PROBLEM TO WORK ON
Return the listing below in full, with every line exactly as it is.

SUPPLIED RECORDS
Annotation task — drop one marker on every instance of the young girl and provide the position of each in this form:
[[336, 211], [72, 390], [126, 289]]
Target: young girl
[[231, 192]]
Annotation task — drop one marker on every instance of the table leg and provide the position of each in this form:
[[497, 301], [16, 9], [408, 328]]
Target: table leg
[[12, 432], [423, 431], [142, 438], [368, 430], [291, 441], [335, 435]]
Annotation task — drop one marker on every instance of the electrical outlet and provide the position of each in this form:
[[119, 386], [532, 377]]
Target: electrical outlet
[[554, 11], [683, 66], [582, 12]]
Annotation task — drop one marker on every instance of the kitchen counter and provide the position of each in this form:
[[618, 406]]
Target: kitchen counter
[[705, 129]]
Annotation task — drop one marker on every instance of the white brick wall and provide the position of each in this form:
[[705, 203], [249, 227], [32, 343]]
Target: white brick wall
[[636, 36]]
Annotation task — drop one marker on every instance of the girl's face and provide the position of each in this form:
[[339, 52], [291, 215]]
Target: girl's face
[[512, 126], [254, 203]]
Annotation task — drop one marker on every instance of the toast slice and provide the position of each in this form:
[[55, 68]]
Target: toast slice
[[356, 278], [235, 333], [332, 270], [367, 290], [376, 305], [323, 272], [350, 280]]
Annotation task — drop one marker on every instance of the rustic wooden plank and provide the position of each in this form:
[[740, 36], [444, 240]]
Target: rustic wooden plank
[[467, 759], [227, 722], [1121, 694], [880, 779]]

THE REPLY
Annotation task — drop one marker on every instance of the young girl and provide the position of each in this form:
[[336, 211], [72, 390], [126, 289]]
Target: young girl
[[231, 192]]
Annotation task — drop one marker on every instance of the table leg and provide the position of each in this form:
[[497, 301], [16, 9], [408, 328]]
Target: table leg
[[12, 432], [423, 431], [142, 438], [368, 430], [291, 441], [335, 435]]
Annotation task — drop one marker on every instance of the electrical outlet and provide the position of each in this form:
[[119, 386], [532, 377]]
Target: electrical outlet
[[554, 11], [683, 66], [582, 12]]
Annotation task — drop one marker on every instance of the kitchen counter and provide the position of each in this form:
[[618, 406]]
Target: kitchen counter
[[705, 129]]
Annotation task — drop one marker on every instance of the white brick wall and provide the position of each in this form:
[[705, 203], [249, 227], [32, 343]]
Target: white brick wall
[[636, 36]]
Annotation task — drop one marker on every instance of the girl's face and provide the position of each in this form:
[[339, 52], [291, 215]]
Target: girl's face
[[512, 126], [254, 203]]
Annotation task — drop one marker on every instance of the toast slice and provide the position of each in this form:
[[55, 68]]
Target: toast slice
[[356, 278], [235, 333], [332, 270], [367, 290], [376, 305], [323, 272], [350, 280]]
Annotation task — drop one marker on every instance of the rustic wooden plank and provide the position of each in this form:
[[740, 36], [444, 240]]
Target: rustic wooden plank
[[467, 759], [227, 722], [1121, 694], [880, 779]]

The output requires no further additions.